Introduction

Extracorporeal membrane oxygenation (ECMO) ensures viable blood gases while allowing protective mechanical ventilation (MV) in patients with severe acute respiratory distress syndrome (ARDS) [1, 2]. Recent studies showed that ECMO is safe and that an ECMO-based treatment strategy may improve survival without disability [36]. During the first days of ECMO, controlled MV is usually implemented with tidal volumes (V t) significantly lower than those adopted before ECMO [7]. The initial V t reduction allowed by ECMO may be particularly beneficial in severe ARDS patients with more serious lung injury and extremely low static respiratory system compliance (Cstrs) [8, 9]. After this phase, protective assisted MV may improve respiratory muscle function and gas exchange, decrease sedation and aid weaning from the ventilator [1012]. However, Cereda et al. [13] showed that pressure support ventilation (PSV) may be difficult to implement in ARDS patients with low Cstrs, likely because peak inspiratory flow is reached rapidly and the flow-based expiratory phase of PSV starts while patient is still inspiring (premature expiratory cycling). Thus, ARDS patients with low Cstrs undergoing ECMO are at high risk of patient–ventilator asynchrony [14]. Asynchrony represents a serious threat, as higher asynchrony is associated with iatrogenic injury and delayed weaning from the ventilator [1517].

Diaphragm electrical activity (EAdi) can be monitored during any assisted MV mode (e.g., during PSV) and represents a clinically reliable monitor of the respiratory center's neural activity [18]. EAdi monitoring increases accuracy in the assessment of patient–ventilator asynchrony [19], and neurally adjusted ventilatory assist (NAVA) is another assisted MV mode based on the EAdi and designed to improve synchrony [18, 20, 21]. To date, only a few pilot reports exist on the use of NAVA in severe ARDS patients undergoing ECMO, none of which systematically analyzed patient–ventilator interaction: (1) Bein et al. [22] reported the case of one severely injured soldier transported with pumpless ECMO and NAVA; (2) a study on six patients showed auto-regulation of EAdi and NAVA in the presence of reduced ECMO support [23]; (3) our group reported the successful application of NAVA in one severe ARDS patient undergoing ECMO, which generated the hypothesis of the present study [14].

In the present study, we monitored EAdi continuously while delivering NAVA and PSV, the latter at two different expiratory criteria (i.e., pre-set by the manufacturer and the one that allows the longest inspiratory time) in ARDS patients with extremely low Cstrs undergoing ECMO. We evaluated asynchronies during each ventilation mode and calculated an EAdi-based asynchrony index (AIEAdi). We hypothesized that: (1) EAdi monitoring would enhance asynchrony assessment; (2) NAVA would decrease patient–ventilator asynchrony; (3) the decrease in asynchrony during NAVA would be more evident in patients with lower Cstrs values.

Materials and methods

Study setting

The present study was performed in a ten-bed university hospital general intensive care unit (ICU), part of the Italian ECMOnet system [24], specialized in treatment of severe ARDS patients unresponsive to conventional therapy, including the use of ECMO [25].

Region pointing data
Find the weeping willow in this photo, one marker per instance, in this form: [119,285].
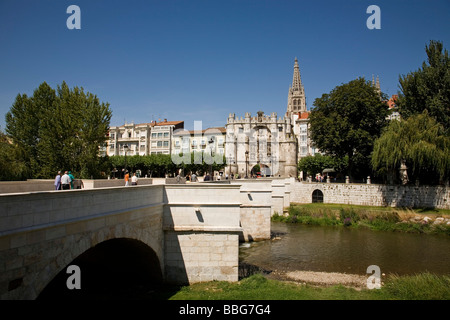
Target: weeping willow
[421,142]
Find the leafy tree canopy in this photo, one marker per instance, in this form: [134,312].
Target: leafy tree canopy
[59,129]
[428,88]
[346,122]
[420,141]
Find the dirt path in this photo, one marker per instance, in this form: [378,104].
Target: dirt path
[323,278]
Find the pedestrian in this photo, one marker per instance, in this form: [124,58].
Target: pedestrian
[134,180]
[65,181]
[72,178]
[58,181]
[127,178]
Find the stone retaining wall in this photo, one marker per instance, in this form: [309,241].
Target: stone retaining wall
[374,194]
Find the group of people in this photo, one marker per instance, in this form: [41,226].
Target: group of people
[64,182]
[134,179]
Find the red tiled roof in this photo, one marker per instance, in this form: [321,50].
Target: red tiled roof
[168,123]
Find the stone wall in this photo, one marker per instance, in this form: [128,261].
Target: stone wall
[41,233]
[374,194]
[34,185]
[256,208]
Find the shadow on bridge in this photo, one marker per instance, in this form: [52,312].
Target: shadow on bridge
[120,268]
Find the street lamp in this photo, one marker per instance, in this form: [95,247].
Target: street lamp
[125,148]
[246,164]
[211,141]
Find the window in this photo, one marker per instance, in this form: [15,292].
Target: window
[303,150]
[317,196]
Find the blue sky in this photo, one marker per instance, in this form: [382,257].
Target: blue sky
[201,60]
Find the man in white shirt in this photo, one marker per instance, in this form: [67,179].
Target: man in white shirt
[65,181]
[134,180]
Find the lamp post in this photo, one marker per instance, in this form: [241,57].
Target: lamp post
[125,148]
[246,164]
[211,141]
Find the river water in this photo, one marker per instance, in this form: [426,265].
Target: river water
[347,250]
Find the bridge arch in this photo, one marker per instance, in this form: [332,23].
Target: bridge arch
[114,268]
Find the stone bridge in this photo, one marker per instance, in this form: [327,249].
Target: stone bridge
[178,233]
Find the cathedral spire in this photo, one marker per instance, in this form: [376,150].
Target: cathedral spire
[296,96]
[296,79]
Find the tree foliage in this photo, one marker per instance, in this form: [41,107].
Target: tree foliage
[317,163]
[59,130]
[428,88]
[346,122]
[158,165]
[422,142]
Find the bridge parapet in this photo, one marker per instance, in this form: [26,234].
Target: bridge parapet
[202,227]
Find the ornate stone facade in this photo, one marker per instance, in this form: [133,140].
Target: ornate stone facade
[273,143]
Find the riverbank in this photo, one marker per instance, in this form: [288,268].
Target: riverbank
[258,287]
[428,221]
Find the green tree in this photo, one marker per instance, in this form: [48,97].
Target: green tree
[346,122]
[11,165]
[420,141]
[59,130]
[24,123]
[317,163]
[428,88]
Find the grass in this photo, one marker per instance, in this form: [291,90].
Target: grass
[375,218]
[424,286]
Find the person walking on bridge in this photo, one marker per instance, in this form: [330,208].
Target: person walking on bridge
[58,181]
[65,181]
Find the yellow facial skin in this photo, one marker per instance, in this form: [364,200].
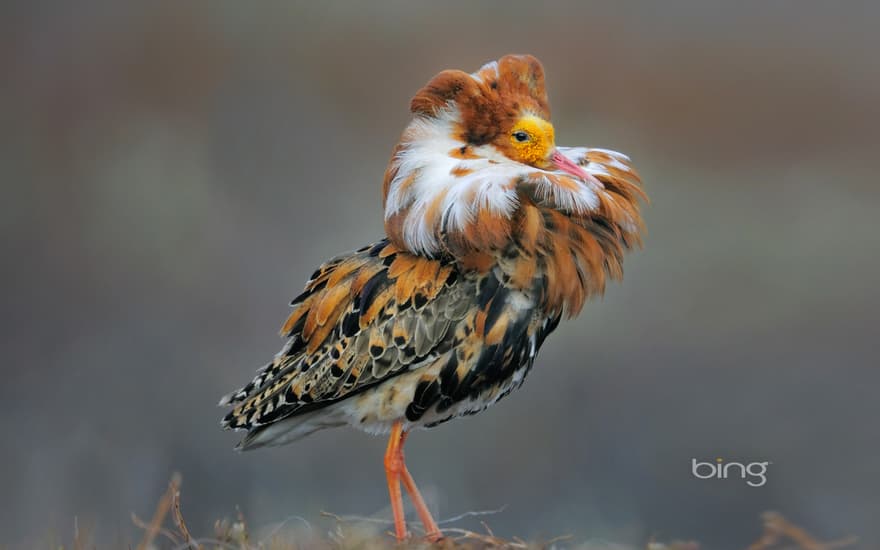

▸ **EXERCISE DIRECTIONS**: Write out the passage of the ECMO ventilation text between "Study setting" and "of ECMO [25].", inclusive, word for word.

▸ **YOUR RESPONSE**:
Study setting

The present study was performed in a ten-bed university hospital general intensive care unit (ICU), part of the Italian ECMOnet system [24], specialized in treatment of severe ARDS patients unresponsive to conventional therapy, including the use of ECMO [25].